Labanoras ([ɫaba'noːras]), is a small town within the Labanoras Regional Park in Lithuania. It is situated on Labanoras Lake and is surrounded by the Labanoras Regional Park, the largest regional park in Lithuania. As a center of the Labanoras Park, the town attracts tourists. A hotel and restaurant were opened in a former school building in 2003. According to the Lithuanian census of 2011, the town had 59 residents.

==History==
In other languages, Labanoras is referred to as: Labanary, Labanoro, Łabonary, and Labanore (Yiddish).

* * * * * * *

### Work instructions
A: Reproduce word for word the part of the Labanoras text that opens with the words containing "Labanoras ([ɫaba'noːras]), is" and closes with "had 59 residents.".
B: List every name for Labanoras in other languages that the Labanoras text gives.
C: Pick up the Labanoras text after its last sentence and continue it.

### Extracted rows
* * * * * * *

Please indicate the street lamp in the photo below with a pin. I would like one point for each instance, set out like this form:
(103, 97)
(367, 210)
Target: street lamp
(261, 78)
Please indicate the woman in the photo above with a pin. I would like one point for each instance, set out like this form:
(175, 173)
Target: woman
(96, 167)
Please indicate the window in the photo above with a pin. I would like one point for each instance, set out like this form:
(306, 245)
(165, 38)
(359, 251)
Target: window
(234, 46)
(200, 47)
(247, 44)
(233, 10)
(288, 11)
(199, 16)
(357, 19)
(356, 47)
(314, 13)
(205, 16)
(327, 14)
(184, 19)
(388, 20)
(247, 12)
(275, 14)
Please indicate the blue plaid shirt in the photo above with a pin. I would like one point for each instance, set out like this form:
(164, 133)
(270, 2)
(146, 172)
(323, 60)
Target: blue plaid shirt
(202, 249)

* * * * * * *

### Replies
A:
Labanoras ([ɫaba'noːras]), is a small town within the Labanoras Regional Park in Lithuania. It is situated on Labanoras Lake and is surrounded by the Labanoras Regional Park, the largest regional park in Lithuania. As a center of the Labanoras Park, the town attracts tourists. A hotel and restaurant were opened in a former school building in 2003. According to the Lithuanian census of 2011, the town had 59 residents.

B:
Labanary
Labanoro
Łabonary
Labanore

C:
The settlement is known from 1373. In 1386, Grand Duke Jogaila gifted Labanoras and other settlements to the newly established Diocese of Vilnius. In 1965 a hoard of about 470 coins was found near the town cemetery. It contained Prague groschen minted by Charles IV (1316–1378) and Wenceslaus (1361–1419) as well as early coins from the Grand Duchy of Lithuania by Vytautas (1350–1430) and Casimir IV Jagiellon (1427–1492). It is believed that the treasure was buried during the 1470s. The first church was mentioned in 1522, folwark in 1539, manor in 1568, parish school in 1781. The town had 196 residents in 1866, 443 in 1923, 264 in 1959, and 186 in 1979.

During World War II, in the summer of 1941, Einsatzgruppen and their local Hiwis executed 6 Jews and 1 Lithuanian. In 1991 massgrave was surrounded by chain and plaque was installed with inscription in Yiddish and Lithuanian: “In memory of the Jews of Inturkė who were murdered by Hitler‘s executioners and their local helpers”.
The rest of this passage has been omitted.